• _WHAT TO DO_
Quote the entries word for word. Omit the pictures.

──────── GIVEN RECORDS

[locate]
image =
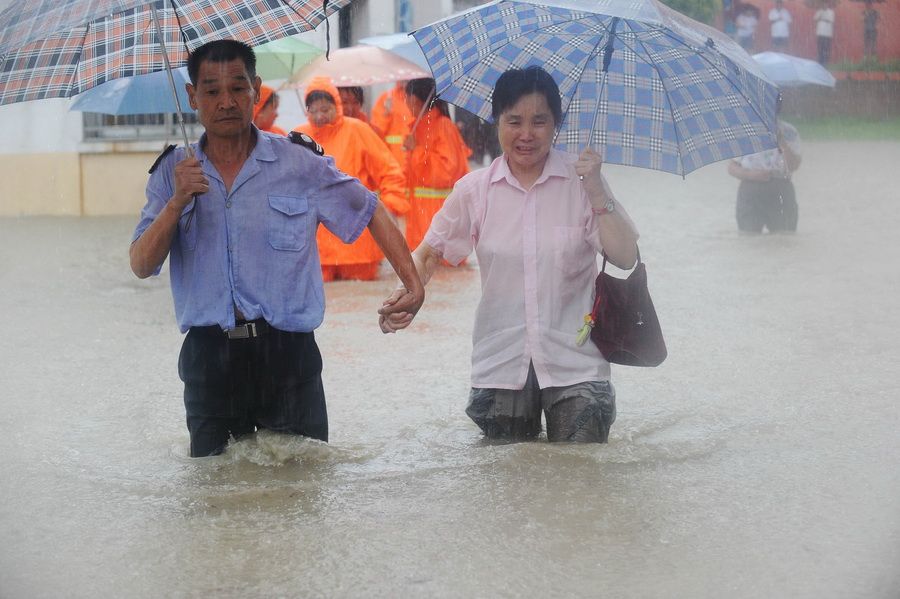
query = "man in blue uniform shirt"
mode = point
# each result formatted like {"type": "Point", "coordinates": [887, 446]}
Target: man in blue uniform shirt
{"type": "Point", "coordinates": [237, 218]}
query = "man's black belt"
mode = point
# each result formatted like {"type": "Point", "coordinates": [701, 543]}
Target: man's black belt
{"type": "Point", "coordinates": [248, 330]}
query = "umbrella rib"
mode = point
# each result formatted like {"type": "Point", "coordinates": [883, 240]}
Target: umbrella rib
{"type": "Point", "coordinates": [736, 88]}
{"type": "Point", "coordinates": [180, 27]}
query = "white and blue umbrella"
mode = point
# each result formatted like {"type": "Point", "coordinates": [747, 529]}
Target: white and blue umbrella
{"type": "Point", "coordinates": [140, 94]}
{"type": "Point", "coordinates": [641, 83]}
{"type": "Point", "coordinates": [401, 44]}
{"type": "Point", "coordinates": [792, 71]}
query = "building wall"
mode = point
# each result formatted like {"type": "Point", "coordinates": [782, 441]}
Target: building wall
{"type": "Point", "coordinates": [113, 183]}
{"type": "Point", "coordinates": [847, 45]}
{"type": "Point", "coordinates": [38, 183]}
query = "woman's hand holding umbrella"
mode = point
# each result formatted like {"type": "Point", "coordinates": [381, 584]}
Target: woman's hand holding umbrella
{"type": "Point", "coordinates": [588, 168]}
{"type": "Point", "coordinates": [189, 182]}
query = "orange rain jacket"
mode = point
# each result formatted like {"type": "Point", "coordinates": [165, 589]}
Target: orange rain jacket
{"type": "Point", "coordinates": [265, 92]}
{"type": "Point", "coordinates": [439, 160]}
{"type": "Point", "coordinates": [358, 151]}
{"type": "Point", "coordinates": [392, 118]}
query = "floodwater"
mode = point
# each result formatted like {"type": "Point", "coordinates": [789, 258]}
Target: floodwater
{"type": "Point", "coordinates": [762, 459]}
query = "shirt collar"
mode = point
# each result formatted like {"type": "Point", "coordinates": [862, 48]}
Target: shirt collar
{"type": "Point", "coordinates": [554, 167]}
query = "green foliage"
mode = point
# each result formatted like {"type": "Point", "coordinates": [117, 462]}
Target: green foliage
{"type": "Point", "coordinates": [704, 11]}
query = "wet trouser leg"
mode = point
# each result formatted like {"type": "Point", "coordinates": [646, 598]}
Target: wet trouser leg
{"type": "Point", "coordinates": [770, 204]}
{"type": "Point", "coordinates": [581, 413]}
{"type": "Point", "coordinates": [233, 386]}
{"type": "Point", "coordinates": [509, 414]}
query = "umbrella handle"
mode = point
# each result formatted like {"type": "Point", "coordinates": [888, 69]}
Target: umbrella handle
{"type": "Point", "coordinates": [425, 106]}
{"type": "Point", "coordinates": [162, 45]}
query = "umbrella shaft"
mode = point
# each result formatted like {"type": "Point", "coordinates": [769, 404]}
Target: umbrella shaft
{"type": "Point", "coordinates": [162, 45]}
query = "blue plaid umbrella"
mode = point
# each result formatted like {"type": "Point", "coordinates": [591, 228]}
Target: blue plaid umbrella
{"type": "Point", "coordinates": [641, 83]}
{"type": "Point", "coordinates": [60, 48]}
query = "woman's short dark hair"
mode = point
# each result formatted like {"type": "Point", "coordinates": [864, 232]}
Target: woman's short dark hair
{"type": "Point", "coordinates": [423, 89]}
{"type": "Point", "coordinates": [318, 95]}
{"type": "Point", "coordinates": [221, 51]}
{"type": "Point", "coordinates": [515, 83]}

────────────────

• _RESULT OF THE EXERCISE_
[locate]
image =
query = "man in blue uniform shirt"
mode = point
# each result formatted like {"type": "Point", "coordinates": [887, 446]}
Target: man in blue uniform shirt
{"type": "Point", "coordinates": [237, 218]}
query = "man's black belt"
mode = point
# each result formatted like {"type": "Point", "coordinates": [701, 543]}
Target: man's black belt
{"type": "Point", "coordinates": [248, 330]}
query = "umbrella rib"
mode = point
# each result formatted like {"type": "Point", "coordinates": [883, 240]}
Target: umbrella rib
{"type": "Point", "coordinates": [736, 88]}
{"type": "Point", "coordinates": [180, 27]}
query = "white and blue umbrella"
mode = point
# each result formatted like {"type": "Point", "coordinates": [747, 529]}
Target: white and blue umbrella
{"type": "Point", "coordinates": [140, 94]}
{"type": "Point", "coordinates": [641, 83]}
{"type": "Point", "coordinates": [401, 44]}
{"type": "Point", "coordinates": [792, 71]}
query = "building wall"
mode = point
# each result formatted like {"type": "Point", "coordinates": [782, 441]}
Target: building wall
{"type": "Point", "coordinates": [113, 183]}
{"type": "Point", "coordinates": [847, 45]}
{"type": "Point", "coordinates": [38, 183]}
query = "woman's hand holding umbrella"
mode = point
# each result formatted like {"type": "Point", "coordinates": [381, 584]}
Target: woman's hand holding umbrella
{"type": "Point", "coordinates": [588, 168]}
{"type": "Point", "coordinates": [189, 182]}
query = "orange rain jacket"
mode = point
# each result formatted like {"type": "Point", "coordinates": [165, 589]}
Target: orange rain jacket
{"type": "Point", "coordinates": [265, 92]}
{"type": "Point", "coordinates": [439, 160]}
{"type": "Point", "coordinates": [358, 151]}
{"type": "Point", "coordinates": [392, 118]}
query = "floodwater"
mode = point
# each result formatted like {"type": "Point", "coordinates": [789, 258]}
Target: floodwater
{"type": "Point", "coordinates": [762, 459]}
query = "shirt collar"
mode = point
# each result formatted like {"type": "Point", "coordinates": [862, 48]}
Target: shirt collar
{"type": "Point", "coordinates": [554, 167]}
query = "green foliage"
mode = point
# each result formatted like {"type": "Point", "coordinates": [117, 462]}
Target: green foliage
{"type": "Point", "coordinates": [704, 11]}
query = "wet trouser leg"
mode = point
# each result formatted like {"type": "Point", "coordinates": [646, 598]}
Target: wet trouser leg
{"type": "Point", "coordinates": [770, 204]}
{"type": "Point", "coordinates": [581, 413]}
{"type": "Point", "coordinates": [233, 386]}
{"type": "Point", "coordinates": [509, 414]}
query = "umbrella handle"
mode = point
# each result formatted like {"type": "Point", "coordinates": [888, 69]}
Target: umbrella handle
{"type": "Point", "coordinates": [425, 106]}
{"type": "Point", "coordinates": [162, 45]}
query = "umbrella shaft"
mode = point
# each result formatted like {"type": "Point", "coordinates": [769, 404]}
Target: umbrella shaft
{"type": "Point", "coordinates": [162, 45]}
query = "blue plaid umbrella"
mode = point
# each result formatted like {"type": "Point", "coordinates": [591, 228]}
Target: blue plaid umbrella
{"type": "Point", "coordinates": [641, 83]}
{"type": "Point", "coordinates": [60, 48]}
query = "woman's short dark hair"
mode = point
# each result formatted like {"type": "Point", "coordinates": [864, 232]}
Target: woman's short dark hair
{"type": "Point", "coordinates": [423, 89]}
{"type": "Point", "coordinates": [318, 95]}
{"type": "Point", "coordinates": [221, 51]}
{"type": "Point", "coordinates": [515, 83]}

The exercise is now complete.